■ WORK TO BE COMPLETED ■
Reproduce the data below in full and exclude every picture.

Dataset entries
——————

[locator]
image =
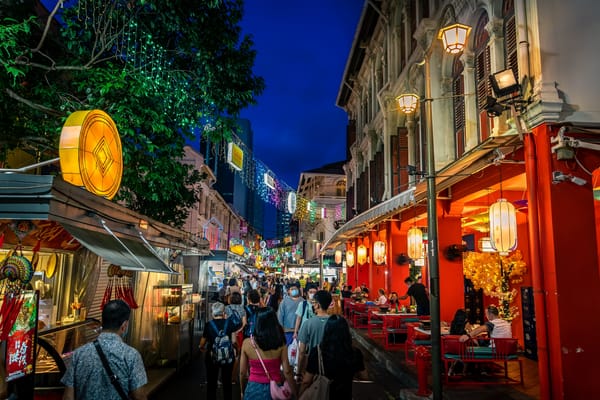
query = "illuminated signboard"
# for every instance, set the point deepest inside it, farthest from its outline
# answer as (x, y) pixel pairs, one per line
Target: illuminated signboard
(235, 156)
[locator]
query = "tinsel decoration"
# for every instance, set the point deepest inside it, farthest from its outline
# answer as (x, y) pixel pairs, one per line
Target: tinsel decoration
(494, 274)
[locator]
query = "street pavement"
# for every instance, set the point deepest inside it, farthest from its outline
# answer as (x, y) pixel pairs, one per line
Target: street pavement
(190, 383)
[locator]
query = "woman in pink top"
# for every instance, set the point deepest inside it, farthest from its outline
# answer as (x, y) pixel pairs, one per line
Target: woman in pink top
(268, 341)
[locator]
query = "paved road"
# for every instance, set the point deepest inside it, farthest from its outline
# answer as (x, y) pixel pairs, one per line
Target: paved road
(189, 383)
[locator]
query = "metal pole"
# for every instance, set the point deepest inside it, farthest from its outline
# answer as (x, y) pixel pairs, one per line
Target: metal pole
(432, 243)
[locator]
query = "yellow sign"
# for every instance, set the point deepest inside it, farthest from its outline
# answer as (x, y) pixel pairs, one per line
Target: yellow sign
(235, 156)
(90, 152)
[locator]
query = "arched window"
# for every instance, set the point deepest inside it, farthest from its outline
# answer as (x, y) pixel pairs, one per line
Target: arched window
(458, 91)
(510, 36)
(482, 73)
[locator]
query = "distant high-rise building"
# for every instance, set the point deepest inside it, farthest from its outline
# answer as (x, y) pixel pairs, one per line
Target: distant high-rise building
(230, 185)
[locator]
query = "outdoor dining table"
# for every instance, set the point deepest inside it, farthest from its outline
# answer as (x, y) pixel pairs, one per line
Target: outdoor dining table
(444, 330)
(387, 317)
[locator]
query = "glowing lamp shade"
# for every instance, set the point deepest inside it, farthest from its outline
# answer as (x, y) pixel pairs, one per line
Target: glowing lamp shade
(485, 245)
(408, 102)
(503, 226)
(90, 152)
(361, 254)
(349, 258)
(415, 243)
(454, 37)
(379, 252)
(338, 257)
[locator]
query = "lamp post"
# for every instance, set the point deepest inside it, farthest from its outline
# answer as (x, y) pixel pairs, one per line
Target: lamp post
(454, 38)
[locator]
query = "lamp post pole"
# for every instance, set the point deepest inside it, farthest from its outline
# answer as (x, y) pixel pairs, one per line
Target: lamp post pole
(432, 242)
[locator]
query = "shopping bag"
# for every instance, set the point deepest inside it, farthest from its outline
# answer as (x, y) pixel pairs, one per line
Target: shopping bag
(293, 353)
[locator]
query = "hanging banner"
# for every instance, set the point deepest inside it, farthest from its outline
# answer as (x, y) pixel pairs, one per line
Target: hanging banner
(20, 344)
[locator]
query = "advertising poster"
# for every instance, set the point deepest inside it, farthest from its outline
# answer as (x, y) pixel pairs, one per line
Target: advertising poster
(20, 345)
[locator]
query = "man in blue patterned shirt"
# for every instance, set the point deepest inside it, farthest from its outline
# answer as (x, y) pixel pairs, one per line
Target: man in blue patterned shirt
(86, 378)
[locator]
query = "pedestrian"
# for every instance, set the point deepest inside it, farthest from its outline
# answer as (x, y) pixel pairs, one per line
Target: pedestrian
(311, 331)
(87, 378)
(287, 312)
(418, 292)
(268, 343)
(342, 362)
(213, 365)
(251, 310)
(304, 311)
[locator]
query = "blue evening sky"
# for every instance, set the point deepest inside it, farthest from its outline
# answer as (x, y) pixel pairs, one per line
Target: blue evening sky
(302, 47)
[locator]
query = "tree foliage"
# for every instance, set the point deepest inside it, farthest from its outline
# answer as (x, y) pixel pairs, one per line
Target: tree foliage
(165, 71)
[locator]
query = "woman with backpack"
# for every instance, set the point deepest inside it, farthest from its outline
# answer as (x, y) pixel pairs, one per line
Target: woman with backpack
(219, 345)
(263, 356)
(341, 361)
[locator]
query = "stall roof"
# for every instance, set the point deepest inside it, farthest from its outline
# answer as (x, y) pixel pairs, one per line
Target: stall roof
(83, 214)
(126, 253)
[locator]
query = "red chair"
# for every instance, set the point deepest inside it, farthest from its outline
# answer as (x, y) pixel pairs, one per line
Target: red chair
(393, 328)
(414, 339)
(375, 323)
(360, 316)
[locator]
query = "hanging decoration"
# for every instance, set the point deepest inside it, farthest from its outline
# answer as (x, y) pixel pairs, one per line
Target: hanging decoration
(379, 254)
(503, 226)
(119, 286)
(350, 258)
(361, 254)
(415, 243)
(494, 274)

——————

■ COMPLETED TASK ■
[locator]
image =
query = "illuminated signboard"
# for every instance, set the point deepest inside it, farthest from its outline
# answer as (x, y) pixel pairs, one per line
Target: illuminated signboard
(235, 156)
[locator]
query = "tinsel decoration"
# for every instance, set the point deepest inside it, farthest from its outline
# answer as (x, y) pixel pairs, one per line
Target: tinsel decoration
(494, 274)
[locator]
query = "street pavement"
# for every instance, set the point deepest inside it, farthest from its outline
# answer as (x, y) pixel pairs, one per line
Target: street pavement
(190, 383)
[locator]
query = "woman in pink top"
# for every instance, set the point deepest inside it, farthest from its outline
# answer as (x, y) pixel pairs, one per line
Target: woman in pink top
(268, 341)
[locator]
query = "paved road"
# for every instance, set the point deepest inside it, farthest from its outline
# answer as (x, y) pixel pairs, one per line
Target: paved road
(189, 383)
[locator]
query = "metal pole"
# for every instance, set the point deepest inside it, farthest from its outline
# answer as (x, y) pixel pairs, one per line
Target: metal pole
(432, 243)
[locator]
query = "yellow sign"
# for every instance, set the point deepest inside it, farthest from its outline
# answer as (x, y) pixel pairs, one per line
Target: yellow sign
(235, 156)
(90, 152)
[locator]
query = "arched window"
# for every instance, set the point deepest inside it, farthest from its outline
# answer as (x, y) pixel pairs, one per line
Target: arched window
(458, 91)
(510, 36)
(482, 73)
[locator]
query = "distant high-rise building"
# for every instance, set the point deepest inside it, farthest from its outline
# answer as (x, y) pixel pairs, one per line
Target: distant high-rise building
(230, 185)
[locator]
query = "outdoor dining table"
# for every instance, set the point deepest inside it, farthest from its outline
# answer as (x, y) pixel pairs, one per line
Target: outdoor dining table
(444, 330)
(387, 317)
[locator]
query = "glowing lamp shade"
# for every instance, set the point deepest inside it, farthest from its outline
# answer as (x, y) pixel pairs, one per line
Target: glowing lamp shade
(485, 245)
(408, 102)
(503, 226)
(90, 152)
(361, 254)
(349, 258)
(415, 243)
(454, 37)
(379, 252)
(338, 257)
[locator]
query = "lamp post"
# for every instance, set the point deepest inside it, farthest from its outline
# answer as (x, y) pixel pairs, one per line
Target: lamp post
(454, 38)
[locator]
query = "lamp post pole"
# for every instance, set the point deepest inside it, farthest from its outline
# answer as (x, y) pixel pairs, one per line
Target: lamp post pole
(432, 242)
[locator]
query = "shopping bag"
# for every instance, set the point deepest inside it, farthest from its outline
# answer as (x, y) pixel pairs, one per line
Target: shopping bag
(293, 353)
[locator]
query = "hanging banner"
# for every instance, set the point deepest inside it, farthest from its outline
# answer as (x, y) pixel pairs, one per line
Target: hanging banner
(20, 344)
[locator]
query = "advertising poster"
# for every instance, set the point deepest inside it, farthest from its outline
# answer as (x, y) pixel pairs, one per line
Target: advertising poster
(20, 345)
[locator]
query = "man in blue patterned shirt"
# for every instance, set the point deepest inside it, farthest from its outline
# answer as (x, y) pixel pairs, one per line
Target: man in blue patterned shirt
(86, 378)
[locator]
query = "pedestrian"
# for every instance, set the point deepest inside it, farthest from its outline
# answer as (x, y) pixel pairs, one per line
Target: pedestrian
(311, 331)
(87, 378)
(287, 312)
(418, 292)
(268, 343)
(342, 362)
(213, 365)
(251, 310)
(304, 311)
[locator]
query = "blue evening sky"
# for every instance, set the point deepest inside it, farthest from its outline
# answer as (x, y) pixel pairs, one per line
Target: blue evening sky
(302, 47)
[locator]
query = "tree foliage"
# for every instance, set the point deepest inside it, farthest from its outline
# answer as (x, y) pixel pairs, one per line
Target: tree foliage
(165, 71)
[locator]
query = "woman with backpack"
# for every instance, set the point deepest inside it, farthest from its outline
# answer as (x, y) pixel pairs, one per line
Target: woman with backpack
(219, 345)
(263, 356)
(341, 361)
[locator]
query = "stall roof"
# for every instance, set the point deepest inside it, farthest from its outline
# answer as (x, y) pixel pairs, one per line
Target: stall roof
(83, 214)
(126, 253)
[locator]
query = "red chair"
# for every instance, set the point deepest inside it, farthest from its outline
# answer as (x, y) pixel pairs, one per line
Target: red chair
(393, 328)
(414, 339)
(375, 323)
(360, 316)
[locator]
query = "hanging decoration"
# for every instance, set the point deepest inside it, farthest from its outline
# answer as (x, y) pixel pairs, one per line
Target: hanging decoration
(379, 254)
(503, 226)
(119, 286)
(350, 258)
(361, 254)
(415, 243)
(494, 274)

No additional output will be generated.